### YOUR OBJECTIVE
Copy every entry precisely.

Data records:
----

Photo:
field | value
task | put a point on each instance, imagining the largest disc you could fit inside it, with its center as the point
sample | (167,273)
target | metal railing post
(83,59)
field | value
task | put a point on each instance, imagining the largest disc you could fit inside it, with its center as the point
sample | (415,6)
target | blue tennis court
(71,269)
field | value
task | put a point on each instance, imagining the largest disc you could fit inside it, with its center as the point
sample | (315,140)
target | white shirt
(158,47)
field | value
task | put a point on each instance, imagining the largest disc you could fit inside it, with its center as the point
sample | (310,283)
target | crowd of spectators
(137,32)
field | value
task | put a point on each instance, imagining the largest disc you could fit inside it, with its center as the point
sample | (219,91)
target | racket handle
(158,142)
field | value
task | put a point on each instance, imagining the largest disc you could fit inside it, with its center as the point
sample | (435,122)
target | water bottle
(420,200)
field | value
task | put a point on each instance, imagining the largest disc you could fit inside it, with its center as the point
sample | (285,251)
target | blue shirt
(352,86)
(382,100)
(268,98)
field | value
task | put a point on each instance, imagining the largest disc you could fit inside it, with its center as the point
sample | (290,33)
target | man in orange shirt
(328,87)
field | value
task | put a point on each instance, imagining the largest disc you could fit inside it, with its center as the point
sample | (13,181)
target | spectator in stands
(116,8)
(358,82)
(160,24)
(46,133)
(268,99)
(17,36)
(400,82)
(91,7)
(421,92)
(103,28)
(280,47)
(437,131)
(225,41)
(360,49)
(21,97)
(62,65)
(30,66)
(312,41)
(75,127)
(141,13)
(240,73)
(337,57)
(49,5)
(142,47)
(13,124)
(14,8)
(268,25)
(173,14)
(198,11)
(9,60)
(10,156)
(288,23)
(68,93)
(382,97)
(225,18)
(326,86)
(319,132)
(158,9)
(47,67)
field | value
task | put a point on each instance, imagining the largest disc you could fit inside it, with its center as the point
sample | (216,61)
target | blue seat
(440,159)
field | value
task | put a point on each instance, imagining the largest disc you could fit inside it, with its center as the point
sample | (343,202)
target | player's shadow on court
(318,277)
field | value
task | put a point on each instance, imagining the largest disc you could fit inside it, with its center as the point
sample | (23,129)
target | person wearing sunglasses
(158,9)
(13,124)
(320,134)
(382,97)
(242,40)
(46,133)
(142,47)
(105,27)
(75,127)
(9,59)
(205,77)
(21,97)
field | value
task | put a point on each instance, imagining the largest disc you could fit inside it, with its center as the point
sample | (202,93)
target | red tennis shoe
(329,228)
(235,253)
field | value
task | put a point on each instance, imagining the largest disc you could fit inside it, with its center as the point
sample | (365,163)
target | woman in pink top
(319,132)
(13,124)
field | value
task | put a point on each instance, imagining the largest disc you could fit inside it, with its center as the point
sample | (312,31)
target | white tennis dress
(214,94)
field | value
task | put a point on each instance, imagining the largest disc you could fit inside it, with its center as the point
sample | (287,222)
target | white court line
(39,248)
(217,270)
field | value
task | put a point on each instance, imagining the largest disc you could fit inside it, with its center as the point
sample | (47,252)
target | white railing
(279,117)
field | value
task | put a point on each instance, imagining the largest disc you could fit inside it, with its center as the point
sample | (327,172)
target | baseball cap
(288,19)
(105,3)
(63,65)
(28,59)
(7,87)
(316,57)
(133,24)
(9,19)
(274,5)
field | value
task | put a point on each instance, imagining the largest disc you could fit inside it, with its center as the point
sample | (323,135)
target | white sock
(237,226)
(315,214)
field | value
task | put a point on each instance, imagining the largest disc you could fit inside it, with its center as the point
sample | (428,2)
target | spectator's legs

----

### FULL SOLUTION
Photo:
field | value
task | put a point on each instance, imagining the largest disc you could fit inside it, with its center as the point
sample | (167,273)
target | metal railing post
(83,59)
field | value
task | put a point on each instance, imagining the largest disc you could fit inside it, with its center as the point
sample | (415,6)
target | blue tennis court
(71,269)
field | value
task | put a point on each instance, imagining the largest disc you could fit inside it, with its center as the point
sample | (315,140)
target | white shirt
(158,47)
field | value
task | put a point on each instance, imagining the largest disc you could fit inside it, with its center as the point
sample | (310,283)
target | crowd of spectators
(137,32)
field | value
task | put a point on each instance, imagining the largest disc you could fit inside it, with its center as the point
sample | (219,91)
target | racket handle
(158,142)
field | value
task | put a point on each instance, imagining the largest disc you could fit inside it, with its center as the point
sample | (435,122)
target | water bottle
(420,200)
field | value
task | put a point on each instance, imagining the largest disc you could fit inside it, with its center as the point
sample | (285,251)
target | blue shirt
(352,86)
(382,100)
(268,98)
field | value
task | put a point on each instance, imagining the largest disc you could fit inside it, with its center as the point
sample | (290,33)
target | man in orange shirt
(328,87)
field | value
task | put a point on each instance, imagining the largest disc you could fit inside it, with its center as the point
sample | (13,181)
target | spectator in stands
(116,8)
(358,82)
(160,24)
(46,133)
(268,99)
(17,36)
(400,82)
(91,7)
(421,92)
(103,28)
(280,47)
(437,131)
(225,41)
(360,49)
(21,97)
(62,65)
(30,66)
(312,41)
(75,127)
(141,13)
(240,73)
(337,57)
(49,5)
(142,47)
(13,124)
(14,8)
(268,25)
(173,14)
(198,11)
(9,60)
(10,156)
(288,23)
(68,93)
(382,97)
(225,18)
(326,86)
(319,132)
(158,9)
(47,67)
field | value
task | put a point on each instance, imagining the largest disc you could fit inside it, with its center as the point
sample | (216,61)
target | blue seat
(440,159)
field | value
task | put a point on each instance, imagining the largest disc you could fit inside it, with its center as the point
sample | (343,202)
target | player's shadow on court
(318,277)
field | value
task | put a point on each instance, imagining the largest disc you could fit inside it, with its center as the point
sample | (23,129)
target | person wearing sunglasses
(158,9)
(13,124)
(320,134)
(382,97)
(242,40)
(46,133)
(142,47)
(105,27)
(75,127)
(9,59)
(205,77)
(21,97)
field | value
task | put a point on each instance, imagining the largest disc you could fit inside it, with its center as the point
sample | (202,93)
target | red tennis shoe
(329,228)
(235,253)
field | value
task | put a point on each instance, imagining the largest disc you could fit inside it, with its center as the point
sample | (365,163)
target | woman in pink top
(319,132)
(13,124)
field | value
task | put a point on each instance, imagining the largest disc you could fit inside it, with its center as the point
sample | (312,31)
target | white tennis dress
(214,94)
field | value
task | put a point on each instance, imagining the largest disc you could fit inside it, with its center as the point
sample | (287,222)
target | white court line
(39,248)
(217,270)
field | value
task | put a point on each instance, imagining the largest disc you could fit inside it, with its center as the point
sample | (47,252)
target | white railing
(279,117)
field | value
task | put a point on each instance, imagining the largest disc you could fit inside it, with its center as the point
sample | (327,172)
target | baseball cap
(288,19)
(105,3)
(63,65)
(28,59)
(7,87)
(316,57)
(133,24)
(9,19)
(274,5)
field | value
task | put a point on each instance, imagining the largest disc you could fit inside it, with its center as the point
sample | (323,135)
target | white sock
(237,226)
(315,214)
field | value
task | put a point on each instance, imagining the largest disc you could fit inside it, with its center as the point
sample | (428,2)
target | spectator's legs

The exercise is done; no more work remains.